In the blog post "Not So Scholarly Scholarly Debate" below, whose translation of The Odyssey is the writer reading?

→ **Passage to read**
^^^^
Wednesday, February 23, 2005

Not So Scholarly Scholarly Debate

Don't know what I could really add to your comment, Ange. I like the work of dead people most these days, though that wasn't true when I was in my late teens and early twenties. I read dead people and my friends' work if they send it to me. This I guess started because I realized towards the end of college that I had no idea how to situate historically the stuff I read by people 20 years my senior. And I was in a Comp Lit program so I got out of lots of survey classes, though now I wish I had taken them. First I was too cool to read the dead. I wanted the NOW. And then I grew up and I almost only want to read the dead. (Though I'm really liking Bob Dylan's CHRONICLES, but that in fact is mostly a book about all the books he read while writing songs and he liked really old books. He likes his authors really dead.) Right now I am plodding through Paterson and Fagles' translation of The Odyssey and Dylan in between looking for a place to live. I can't think of much more exciting reading.
^^^^
→ **Extracted material**

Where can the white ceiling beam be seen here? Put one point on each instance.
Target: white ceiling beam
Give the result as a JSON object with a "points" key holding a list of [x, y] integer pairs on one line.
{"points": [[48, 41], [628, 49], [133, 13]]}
^^^^
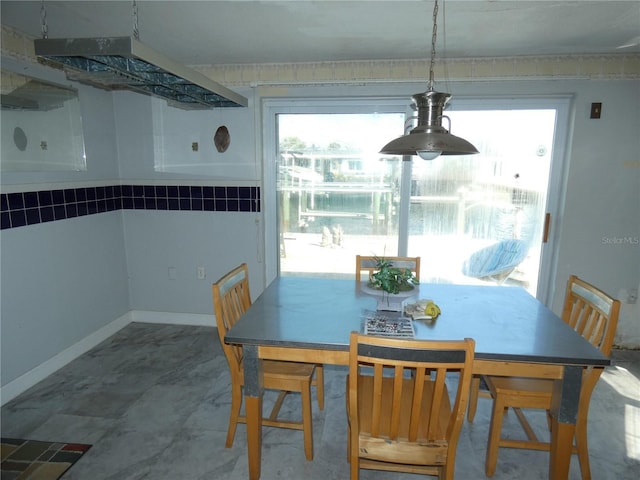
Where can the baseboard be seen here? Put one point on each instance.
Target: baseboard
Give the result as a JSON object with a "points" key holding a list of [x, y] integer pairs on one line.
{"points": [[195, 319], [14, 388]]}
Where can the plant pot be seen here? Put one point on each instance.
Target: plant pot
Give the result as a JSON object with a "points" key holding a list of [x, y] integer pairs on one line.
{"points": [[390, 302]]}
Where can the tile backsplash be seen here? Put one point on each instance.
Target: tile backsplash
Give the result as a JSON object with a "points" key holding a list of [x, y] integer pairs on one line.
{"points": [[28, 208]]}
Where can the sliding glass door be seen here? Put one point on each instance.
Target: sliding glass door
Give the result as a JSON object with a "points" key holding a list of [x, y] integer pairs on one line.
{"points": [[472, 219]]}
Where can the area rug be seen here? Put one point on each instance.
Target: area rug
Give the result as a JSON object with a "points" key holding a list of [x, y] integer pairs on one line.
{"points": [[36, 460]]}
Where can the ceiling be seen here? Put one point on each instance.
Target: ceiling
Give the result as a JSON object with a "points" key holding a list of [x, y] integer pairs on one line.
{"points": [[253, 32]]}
^^^^
→ **The completed task**
Fagles' translation.